[Requirement]: Rewrite the stretch of the Civil War blockade text that begins at the words "Ironically, the determined" and stops after "a blockade runner.", changing "leaky" to "porous" throughout.

## BEGIN Passage

American Civil War: The Blockade and the War at Sea

Back: Sherman's March through the Confederacy

The Blockage
Commerce Raiders
Battle of the Ironclads

The Blockage

One of the great ironies of the American Civil War was the Union blockade of Southern ports. In previous conflicts, the United States had stood firmly against the right of belligerent parties to impose a blockade on neutral shipping. The issue had even played a part in the outbreak of the War of 1812.

Now it was the United States that wanted to impose a blockade. President Lincoln very quickly declared a blockade against the main Confederate ports. To be a legal blockade (under the terms of an international treaty that the United States had not signed!), this blockade simply had to present a risk to shipping trying to enter those ports. This was fortunate for the Union, as when war broke out the United States navy was just as small as the army, and its ships were scattered around the world. Of those ships in American waters, ten were destroyed (or partially destroyed) to prevent them falling into Confederate hands when Virginian seceded, taking the Norfolk naval base with it.

Confederate diplomats spent much of their time attempting to convince European powers, especially Great Britain, to declare the blockade illegal. Their hope was that British industries dependence on Southern cotton would force the hands of the British government. In 1861 they were so convinced of the power of ‘King Cotton’ that the south imposed a cotton embargo, voluntarily cutting off its own best supply of money!

Ironically, the determined Confederate attempts to get Britain to declare against the blockade played a part in convincing her that the blockade was indeed effective. If it had been as leaky as the Confederates were claiming, then why make so much fuss?  Great Britain was perfectly happy to declare the Union blockade legal – the inconvenience to British trade was more than balanced by the invaluable precedent thus created.

The blockade of 1861 was indeed very leaky. Estimates suggest that only one in ten ships attempting to trade with the South was captured in the first year of the war. However, as the war progressed and the Union navy increased in size, the blockade became increasingly effective. By 1864 one in three ships were being captured, although even that ratio still left a good chance of profit for the owner of a blockade runner.

## END Passage
## BEGIN Data

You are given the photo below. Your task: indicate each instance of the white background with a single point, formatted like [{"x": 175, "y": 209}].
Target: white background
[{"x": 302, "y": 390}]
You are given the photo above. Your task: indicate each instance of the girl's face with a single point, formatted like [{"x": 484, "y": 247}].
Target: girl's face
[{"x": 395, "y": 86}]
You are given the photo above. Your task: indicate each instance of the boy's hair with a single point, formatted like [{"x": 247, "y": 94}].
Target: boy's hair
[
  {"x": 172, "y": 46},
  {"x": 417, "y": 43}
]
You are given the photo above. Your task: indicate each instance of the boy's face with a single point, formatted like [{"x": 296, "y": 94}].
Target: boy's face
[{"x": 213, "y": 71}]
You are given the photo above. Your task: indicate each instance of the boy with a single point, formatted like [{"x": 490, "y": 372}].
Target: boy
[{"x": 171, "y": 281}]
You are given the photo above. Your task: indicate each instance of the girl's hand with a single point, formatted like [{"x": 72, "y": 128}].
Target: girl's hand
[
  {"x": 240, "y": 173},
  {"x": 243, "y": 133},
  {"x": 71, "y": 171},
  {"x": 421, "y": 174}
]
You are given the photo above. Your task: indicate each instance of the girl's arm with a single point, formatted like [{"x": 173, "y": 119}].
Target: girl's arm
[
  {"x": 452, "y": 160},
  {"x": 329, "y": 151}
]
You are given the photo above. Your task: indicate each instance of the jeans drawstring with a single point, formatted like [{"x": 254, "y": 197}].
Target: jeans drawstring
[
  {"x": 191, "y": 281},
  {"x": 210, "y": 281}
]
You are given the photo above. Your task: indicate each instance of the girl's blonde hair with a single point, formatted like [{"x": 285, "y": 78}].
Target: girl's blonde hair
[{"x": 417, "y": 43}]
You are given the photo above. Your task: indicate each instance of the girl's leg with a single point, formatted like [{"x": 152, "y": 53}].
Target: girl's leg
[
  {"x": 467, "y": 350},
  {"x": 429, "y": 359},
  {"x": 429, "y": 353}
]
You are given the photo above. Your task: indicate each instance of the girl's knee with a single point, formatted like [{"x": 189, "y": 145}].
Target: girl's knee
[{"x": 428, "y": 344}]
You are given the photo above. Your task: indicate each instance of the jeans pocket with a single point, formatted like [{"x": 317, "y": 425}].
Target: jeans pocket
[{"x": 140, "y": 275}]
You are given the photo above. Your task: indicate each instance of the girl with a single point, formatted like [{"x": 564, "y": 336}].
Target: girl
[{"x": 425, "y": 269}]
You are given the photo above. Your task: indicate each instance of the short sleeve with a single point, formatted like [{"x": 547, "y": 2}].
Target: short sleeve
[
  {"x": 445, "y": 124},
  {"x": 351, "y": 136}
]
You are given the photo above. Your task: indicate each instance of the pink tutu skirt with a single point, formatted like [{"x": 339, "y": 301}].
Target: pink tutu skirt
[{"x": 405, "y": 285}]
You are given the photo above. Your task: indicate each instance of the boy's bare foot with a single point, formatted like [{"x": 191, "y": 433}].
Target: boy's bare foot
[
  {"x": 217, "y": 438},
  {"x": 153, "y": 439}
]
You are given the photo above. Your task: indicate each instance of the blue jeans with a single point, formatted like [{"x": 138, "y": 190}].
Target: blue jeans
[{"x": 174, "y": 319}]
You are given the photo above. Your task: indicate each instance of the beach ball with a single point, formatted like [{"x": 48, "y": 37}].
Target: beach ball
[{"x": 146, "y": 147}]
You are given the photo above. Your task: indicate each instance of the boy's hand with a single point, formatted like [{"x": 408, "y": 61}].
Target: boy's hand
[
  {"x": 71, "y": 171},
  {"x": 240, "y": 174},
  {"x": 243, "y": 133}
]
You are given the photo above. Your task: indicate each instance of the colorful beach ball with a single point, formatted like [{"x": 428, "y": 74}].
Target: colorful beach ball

## END Data

[Solution to this exercise]:
Ironically, the determined Confederate attempts to get Britain to declare against the blockade played a part in convincing her that the blockade was indeed effective. If it had been as porous as the Confederates were claiming, then why make so much fuss?  Great Britain was perfectly happy to declare the Union blockade legal – the inconvenience to British trade was more than balanced by the invaluable precedent thus created.

The blockade of 1861 was indeed very porous. Estimates suggest that only one in ten ships attempting to trade with the South was captured in the first year of the war. However, as the war progressed and the Union navy increased in size, the blockade became increasingly effective. By 1864 one in three ships were being captured, although even that ratio still left a good chance of profit for the owner of a blockade runner.